* TÂCHE COURTE 1:
Comptez les lignes des enregistrements contenant la chaîne « blue » et indiquez uniquement ce nombre.

Alors que le régime de Bachar al-Assad vient de s’effondrer en Syrie, une nouvelle menace plane sur le Royaume-Uni. Les services de renseignement britanniques sont en alerte et surveillent de très près un risque imminent : le retour potentiel sur le sol britannique de djihadistes de l’État islamique actuellement détenus dans les prisons kurdes du nord-est de la Syrie.
Angela Eagle, secrétaire d’État à la sécurité des frontières et à l’asile, a déclaré mardi à la BBC : « Soyez assurés que les services de renseignement suivent de très près ce qui se passe et que nous sommes en contact avec tous nos alliés pour voir comment les choses évoluent ». Elle a souligné que « tout potentiel retour de jihadistes est un sujet de grande préoccupation » pour les autorités.

* LES DONNÉES:

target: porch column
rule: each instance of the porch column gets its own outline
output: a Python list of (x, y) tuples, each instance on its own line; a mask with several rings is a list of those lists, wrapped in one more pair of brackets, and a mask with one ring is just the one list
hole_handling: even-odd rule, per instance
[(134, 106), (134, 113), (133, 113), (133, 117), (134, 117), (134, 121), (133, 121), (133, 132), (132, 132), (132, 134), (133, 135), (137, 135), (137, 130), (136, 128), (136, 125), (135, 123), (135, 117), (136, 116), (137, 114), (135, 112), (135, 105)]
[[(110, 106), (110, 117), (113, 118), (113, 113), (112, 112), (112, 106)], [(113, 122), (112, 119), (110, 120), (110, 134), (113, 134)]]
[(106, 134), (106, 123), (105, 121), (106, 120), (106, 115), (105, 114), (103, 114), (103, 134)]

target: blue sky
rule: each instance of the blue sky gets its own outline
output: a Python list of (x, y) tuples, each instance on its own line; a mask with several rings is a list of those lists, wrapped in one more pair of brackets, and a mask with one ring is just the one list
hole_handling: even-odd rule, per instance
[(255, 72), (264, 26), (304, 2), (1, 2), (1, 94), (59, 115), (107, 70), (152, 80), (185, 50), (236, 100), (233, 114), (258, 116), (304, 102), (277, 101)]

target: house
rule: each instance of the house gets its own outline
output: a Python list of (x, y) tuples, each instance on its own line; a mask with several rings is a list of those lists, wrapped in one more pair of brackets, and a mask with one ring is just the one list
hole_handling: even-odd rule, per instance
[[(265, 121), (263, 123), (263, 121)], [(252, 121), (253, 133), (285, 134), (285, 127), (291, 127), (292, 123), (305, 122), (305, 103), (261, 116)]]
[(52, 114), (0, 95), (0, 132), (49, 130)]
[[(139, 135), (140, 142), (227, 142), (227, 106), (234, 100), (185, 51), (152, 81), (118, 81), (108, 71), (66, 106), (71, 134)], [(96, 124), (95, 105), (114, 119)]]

* TÂCHE COURTE 2:
Reproduisez le passage de l'article allant de « Alors que le » à « de la Syrie. », mis à jour en remplaçant « Royaume-Uni » par « Canada ».

* RÉSULTAT FINAL 1:
2

* RÉSULTAT FINAL 2:
Alors que le régime de Bachar al-Assad vient de s’effondrer en Syrie, une nouvelle menace plane sur le Canada. Les services de renseignement britanniques sont en alerte et surveillent de très près un risque imminent : le retour potentiel sur le sol britannique de djihadistes de l’État islamique actuellement détenus dans les prisons kurdes du nord-est de la Syrie.